# TASK INSTRUCTIONS:
Rewrite the records from the line with "Do you know where the plowed" up to and including the line with "[120,106,180,132]", changing "tractor cab" to "driver's cab" and keeping everything else the same. Give only those lines.
** START OF ENTRIES PROVIDED **
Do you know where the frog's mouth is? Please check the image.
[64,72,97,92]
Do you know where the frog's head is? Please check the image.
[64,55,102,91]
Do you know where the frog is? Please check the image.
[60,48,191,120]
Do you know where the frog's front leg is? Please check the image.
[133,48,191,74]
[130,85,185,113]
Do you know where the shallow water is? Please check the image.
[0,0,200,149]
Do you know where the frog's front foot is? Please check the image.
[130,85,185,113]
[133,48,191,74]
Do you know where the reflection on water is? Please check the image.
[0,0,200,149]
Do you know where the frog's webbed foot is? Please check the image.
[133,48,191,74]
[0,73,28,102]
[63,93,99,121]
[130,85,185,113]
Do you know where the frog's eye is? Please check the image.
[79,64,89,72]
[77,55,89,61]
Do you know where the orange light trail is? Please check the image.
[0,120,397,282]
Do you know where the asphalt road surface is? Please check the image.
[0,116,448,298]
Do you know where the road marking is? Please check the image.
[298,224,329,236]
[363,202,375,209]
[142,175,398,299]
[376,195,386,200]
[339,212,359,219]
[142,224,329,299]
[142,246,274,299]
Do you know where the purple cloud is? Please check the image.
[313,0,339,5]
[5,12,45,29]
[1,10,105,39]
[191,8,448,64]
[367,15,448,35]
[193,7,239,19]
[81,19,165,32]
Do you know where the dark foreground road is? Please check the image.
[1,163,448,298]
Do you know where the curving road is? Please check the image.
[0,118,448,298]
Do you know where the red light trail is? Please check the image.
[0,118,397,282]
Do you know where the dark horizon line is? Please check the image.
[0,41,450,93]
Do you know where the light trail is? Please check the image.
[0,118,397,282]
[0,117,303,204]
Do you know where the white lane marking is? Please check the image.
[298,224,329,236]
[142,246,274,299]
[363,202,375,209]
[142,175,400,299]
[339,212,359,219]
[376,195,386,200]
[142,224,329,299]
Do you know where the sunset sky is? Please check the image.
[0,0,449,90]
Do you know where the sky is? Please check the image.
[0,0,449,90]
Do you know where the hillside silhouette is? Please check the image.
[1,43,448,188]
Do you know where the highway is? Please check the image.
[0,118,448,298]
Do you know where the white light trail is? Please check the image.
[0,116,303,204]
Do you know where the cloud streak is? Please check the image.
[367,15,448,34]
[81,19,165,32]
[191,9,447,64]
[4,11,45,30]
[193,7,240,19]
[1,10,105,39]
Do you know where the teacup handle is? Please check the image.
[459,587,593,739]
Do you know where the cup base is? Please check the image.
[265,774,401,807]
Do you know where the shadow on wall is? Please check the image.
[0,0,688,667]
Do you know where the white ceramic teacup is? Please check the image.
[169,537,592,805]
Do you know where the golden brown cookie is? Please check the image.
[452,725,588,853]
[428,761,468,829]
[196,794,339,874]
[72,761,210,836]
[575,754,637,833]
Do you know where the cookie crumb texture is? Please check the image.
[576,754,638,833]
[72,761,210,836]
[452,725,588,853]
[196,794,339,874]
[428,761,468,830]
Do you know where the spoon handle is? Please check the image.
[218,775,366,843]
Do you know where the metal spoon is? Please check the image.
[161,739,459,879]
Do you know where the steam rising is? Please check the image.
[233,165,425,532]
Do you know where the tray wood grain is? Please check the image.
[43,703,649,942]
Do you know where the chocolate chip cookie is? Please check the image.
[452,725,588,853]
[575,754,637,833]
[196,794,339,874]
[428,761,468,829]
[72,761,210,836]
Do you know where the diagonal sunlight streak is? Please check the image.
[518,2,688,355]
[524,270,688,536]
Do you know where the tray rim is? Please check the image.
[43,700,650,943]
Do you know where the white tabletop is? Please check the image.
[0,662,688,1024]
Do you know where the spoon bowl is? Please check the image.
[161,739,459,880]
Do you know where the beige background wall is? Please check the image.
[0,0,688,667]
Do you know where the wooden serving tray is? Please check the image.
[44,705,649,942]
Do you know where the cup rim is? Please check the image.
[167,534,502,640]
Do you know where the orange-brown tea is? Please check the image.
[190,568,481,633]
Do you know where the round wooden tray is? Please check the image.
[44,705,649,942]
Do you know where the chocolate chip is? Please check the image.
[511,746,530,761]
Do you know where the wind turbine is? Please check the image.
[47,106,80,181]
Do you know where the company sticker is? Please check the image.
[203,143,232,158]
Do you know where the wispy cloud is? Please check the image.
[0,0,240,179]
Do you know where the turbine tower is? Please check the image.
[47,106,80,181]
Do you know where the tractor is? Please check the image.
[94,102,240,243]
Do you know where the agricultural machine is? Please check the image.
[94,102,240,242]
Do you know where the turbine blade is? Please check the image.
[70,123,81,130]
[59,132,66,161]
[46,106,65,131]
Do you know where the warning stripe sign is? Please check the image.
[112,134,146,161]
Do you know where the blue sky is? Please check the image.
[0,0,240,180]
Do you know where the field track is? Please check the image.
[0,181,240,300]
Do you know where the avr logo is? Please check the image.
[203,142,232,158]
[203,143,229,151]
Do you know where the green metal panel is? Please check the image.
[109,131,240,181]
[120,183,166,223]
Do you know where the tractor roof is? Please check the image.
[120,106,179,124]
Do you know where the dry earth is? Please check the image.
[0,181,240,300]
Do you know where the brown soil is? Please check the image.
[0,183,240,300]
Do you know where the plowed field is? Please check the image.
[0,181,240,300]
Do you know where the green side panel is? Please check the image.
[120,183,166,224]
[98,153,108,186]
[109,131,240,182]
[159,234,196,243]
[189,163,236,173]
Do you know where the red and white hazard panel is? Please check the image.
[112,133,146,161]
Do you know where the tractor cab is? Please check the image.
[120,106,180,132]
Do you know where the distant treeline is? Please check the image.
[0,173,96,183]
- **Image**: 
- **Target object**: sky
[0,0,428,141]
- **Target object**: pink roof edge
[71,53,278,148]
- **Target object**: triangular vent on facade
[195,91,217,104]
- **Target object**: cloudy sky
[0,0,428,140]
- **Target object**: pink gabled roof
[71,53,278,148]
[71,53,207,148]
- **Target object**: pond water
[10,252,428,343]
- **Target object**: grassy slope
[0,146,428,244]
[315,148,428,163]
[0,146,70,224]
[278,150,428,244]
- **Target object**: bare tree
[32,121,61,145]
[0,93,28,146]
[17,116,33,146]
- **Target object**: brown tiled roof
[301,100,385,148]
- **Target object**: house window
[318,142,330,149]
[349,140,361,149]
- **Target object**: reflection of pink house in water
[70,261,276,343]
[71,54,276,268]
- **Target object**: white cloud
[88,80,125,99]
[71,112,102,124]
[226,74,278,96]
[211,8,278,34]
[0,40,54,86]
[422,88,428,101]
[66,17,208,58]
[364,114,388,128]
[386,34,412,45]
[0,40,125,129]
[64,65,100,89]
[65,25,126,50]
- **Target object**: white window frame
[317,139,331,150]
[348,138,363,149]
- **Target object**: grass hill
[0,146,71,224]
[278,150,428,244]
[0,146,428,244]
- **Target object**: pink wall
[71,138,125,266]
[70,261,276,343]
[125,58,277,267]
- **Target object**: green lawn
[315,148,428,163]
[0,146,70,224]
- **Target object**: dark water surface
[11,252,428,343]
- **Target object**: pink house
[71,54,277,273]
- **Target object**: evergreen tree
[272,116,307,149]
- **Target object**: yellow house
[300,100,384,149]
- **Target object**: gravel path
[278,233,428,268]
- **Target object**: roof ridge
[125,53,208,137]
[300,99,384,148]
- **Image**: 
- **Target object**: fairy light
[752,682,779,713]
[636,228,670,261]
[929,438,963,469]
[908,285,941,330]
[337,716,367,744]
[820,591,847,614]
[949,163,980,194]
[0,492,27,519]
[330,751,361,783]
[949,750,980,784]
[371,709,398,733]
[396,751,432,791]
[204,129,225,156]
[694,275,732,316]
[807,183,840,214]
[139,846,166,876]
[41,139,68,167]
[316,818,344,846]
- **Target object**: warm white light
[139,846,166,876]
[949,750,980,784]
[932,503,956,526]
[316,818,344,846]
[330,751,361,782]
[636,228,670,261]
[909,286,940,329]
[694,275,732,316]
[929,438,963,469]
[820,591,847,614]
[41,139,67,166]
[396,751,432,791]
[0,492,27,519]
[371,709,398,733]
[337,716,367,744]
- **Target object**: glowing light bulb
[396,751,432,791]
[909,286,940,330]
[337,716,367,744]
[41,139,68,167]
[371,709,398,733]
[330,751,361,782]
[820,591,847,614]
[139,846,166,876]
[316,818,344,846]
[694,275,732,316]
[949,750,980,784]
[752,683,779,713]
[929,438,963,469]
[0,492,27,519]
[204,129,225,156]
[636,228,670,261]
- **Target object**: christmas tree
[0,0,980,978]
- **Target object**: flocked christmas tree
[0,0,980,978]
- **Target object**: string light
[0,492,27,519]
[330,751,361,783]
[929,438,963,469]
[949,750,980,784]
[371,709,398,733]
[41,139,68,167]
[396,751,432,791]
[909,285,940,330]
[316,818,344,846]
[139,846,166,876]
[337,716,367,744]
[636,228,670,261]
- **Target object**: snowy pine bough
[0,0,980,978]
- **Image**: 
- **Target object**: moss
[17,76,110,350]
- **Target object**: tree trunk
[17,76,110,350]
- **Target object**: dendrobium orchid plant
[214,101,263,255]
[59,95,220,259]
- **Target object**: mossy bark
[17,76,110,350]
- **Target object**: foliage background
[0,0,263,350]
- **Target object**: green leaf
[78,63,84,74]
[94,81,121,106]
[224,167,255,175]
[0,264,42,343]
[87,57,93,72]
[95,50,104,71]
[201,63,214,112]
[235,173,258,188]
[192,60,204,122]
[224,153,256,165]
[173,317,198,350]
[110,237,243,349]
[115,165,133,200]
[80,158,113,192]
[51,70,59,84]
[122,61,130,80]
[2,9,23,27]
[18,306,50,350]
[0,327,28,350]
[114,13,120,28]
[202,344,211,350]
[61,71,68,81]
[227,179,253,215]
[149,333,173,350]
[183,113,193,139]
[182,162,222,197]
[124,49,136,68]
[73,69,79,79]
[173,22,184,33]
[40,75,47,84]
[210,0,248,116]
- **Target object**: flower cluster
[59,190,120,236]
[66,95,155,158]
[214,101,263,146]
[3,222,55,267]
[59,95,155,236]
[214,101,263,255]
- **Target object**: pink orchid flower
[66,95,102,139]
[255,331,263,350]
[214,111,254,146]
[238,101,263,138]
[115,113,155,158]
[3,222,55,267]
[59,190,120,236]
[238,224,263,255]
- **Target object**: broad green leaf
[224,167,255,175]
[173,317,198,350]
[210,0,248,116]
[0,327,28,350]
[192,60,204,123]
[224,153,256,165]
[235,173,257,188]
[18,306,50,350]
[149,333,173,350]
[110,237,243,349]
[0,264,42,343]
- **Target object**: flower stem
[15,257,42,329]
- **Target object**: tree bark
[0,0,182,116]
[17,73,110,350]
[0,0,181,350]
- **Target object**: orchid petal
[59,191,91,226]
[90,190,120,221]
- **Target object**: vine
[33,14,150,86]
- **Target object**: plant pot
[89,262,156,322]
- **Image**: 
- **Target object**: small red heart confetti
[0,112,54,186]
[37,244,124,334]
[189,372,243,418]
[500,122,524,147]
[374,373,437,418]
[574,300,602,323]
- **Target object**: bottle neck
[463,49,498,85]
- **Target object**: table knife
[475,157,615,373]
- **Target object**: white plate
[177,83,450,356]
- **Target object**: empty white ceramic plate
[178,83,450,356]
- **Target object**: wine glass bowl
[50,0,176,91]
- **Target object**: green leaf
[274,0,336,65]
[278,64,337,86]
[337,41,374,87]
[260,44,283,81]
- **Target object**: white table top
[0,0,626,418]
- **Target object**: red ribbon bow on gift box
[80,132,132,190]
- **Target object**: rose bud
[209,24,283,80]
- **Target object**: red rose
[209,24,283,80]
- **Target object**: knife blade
** END OF ENTRIES PROVIDED **
# SOLUTION TO THE EXERCISE:
Do you know where the plowed field is? Please check the image.
[0,181,240,300]
Do you know where the green side panel is? Please check the image.
[120,183,166,224]
[98,153,108,186]
[109,131,240,182]
[159,234,196,243]
[189,163,236,173]
Do you know where the red and white hazard panel is? Please check the image.
[112,133,146,161]
Do you know where the driver's cab is? Please check the image.
[120,106,180,132]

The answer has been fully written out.